TESTO DI PARTENZA:
----------

Per mettere in crisi la posizione negazionista basta evocare il tema dell’esaurimento delle risorse non rinnovabili: minerali ed energetiche. Non a caso i negazionisti climatici sono spesso anche gli stessi che si esercitano a definire il picco del petrolio una bufala. Purtroppo per loro se si apre il rapporto dell’Agenzia Internazionale per l’Energia del 2018, si trova la smentita questa posizione che viene da una fonte insospettabile: «La produzione globale di petrolio convenzionale ha superato il picco nel 2008 a 69,5 milioni di barili al giorno e da allora è diminuita di circa 2,5 milioni di barili al giorno.» (…).

Il picco produttivo globale della categoria di petrolio più conveniente, il convenzionale appunto, è avvenuto nel primo decennio del secolo (come previsto, peraltro, da Colin Campbell e Jean Laherrere) e questo segna il passaggio allo sfruttamento di categorie di petrolio più difficili e costose da estrarre. Richard Miller, un geologo petrolifero della BP ora in pensione, in una intervista del 2013 a the Guardian, a proposito delle nuove risorse petrolifere estraibili dallo shale oil e dalle sabbie bituminose diceva: «Siamo come una gabbia di topi di laboratorio che, finito di mangiare tutti i semi, scoprono che possono mangiare anche la scatola di cartone».

----------

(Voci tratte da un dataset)
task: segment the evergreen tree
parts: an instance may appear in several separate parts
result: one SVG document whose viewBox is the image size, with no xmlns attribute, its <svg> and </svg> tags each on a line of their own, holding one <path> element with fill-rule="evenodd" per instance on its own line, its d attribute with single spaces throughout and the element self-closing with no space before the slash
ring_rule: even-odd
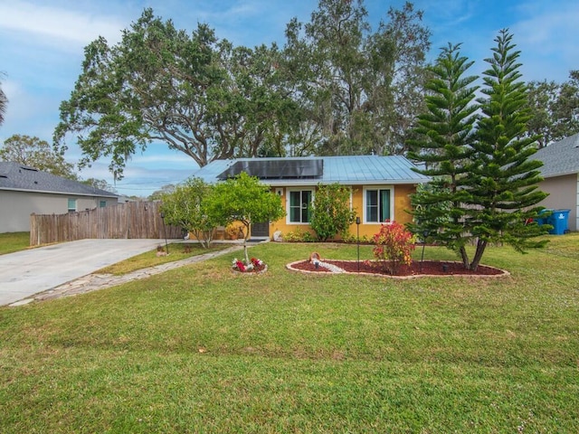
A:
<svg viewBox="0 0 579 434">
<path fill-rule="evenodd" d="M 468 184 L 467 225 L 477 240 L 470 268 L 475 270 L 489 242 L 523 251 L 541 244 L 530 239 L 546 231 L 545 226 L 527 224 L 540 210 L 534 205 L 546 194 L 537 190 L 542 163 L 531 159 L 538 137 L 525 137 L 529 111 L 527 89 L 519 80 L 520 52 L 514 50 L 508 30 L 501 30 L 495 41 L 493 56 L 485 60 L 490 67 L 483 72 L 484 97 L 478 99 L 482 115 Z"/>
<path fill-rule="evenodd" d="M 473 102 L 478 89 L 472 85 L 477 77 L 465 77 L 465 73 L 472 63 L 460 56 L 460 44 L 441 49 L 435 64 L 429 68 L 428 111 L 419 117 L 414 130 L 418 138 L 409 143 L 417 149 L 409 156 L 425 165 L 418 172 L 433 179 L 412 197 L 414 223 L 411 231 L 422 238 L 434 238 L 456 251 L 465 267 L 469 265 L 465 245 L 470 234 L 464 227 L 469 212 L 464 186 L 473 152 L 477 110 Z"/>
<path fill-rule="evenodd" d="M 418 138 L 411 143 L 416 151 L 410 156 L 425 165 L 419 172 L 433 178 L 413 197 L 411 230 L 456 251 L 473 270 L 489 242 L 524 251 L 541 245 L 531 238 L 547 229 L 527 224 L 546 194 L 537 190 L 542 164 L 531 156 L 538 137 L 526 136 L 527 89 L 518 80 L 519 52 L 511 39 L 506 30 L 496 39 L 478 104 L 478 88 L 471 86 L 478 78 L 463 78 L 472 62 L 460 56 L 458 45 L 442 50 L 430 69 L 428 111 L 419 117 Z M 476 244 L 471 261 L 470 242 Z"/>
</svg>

----------

COMPITO DA SVOLGERE:
Rispondi a queste domande sul testo sul picco del petrolio:
1. Secondo il rapporto dell'Agenzia Internazionale per l'Energia del 2018, in che anno e a quale livello la produzione globale di petrolio convenzionale ha superato il picco?
2. Chi aveva previsto che il picco del petrolio convenzionale sarebbe arrivato nel primo decennio del secolo?
3. Secondo Richard Miller, a che cosa somigliamo di fronte alle nuove risorse petrolifere?

SOLUZIONE:
1. Nel 2008, a 69,5 milioni di barili al giorno.
2. Colin Campbell e Jean Laherrere.
3. A una gabbia di topi di laboratorio che, finito di mangiare tutti i semi, scoprono che possono mangiare anche la scatola di cartone.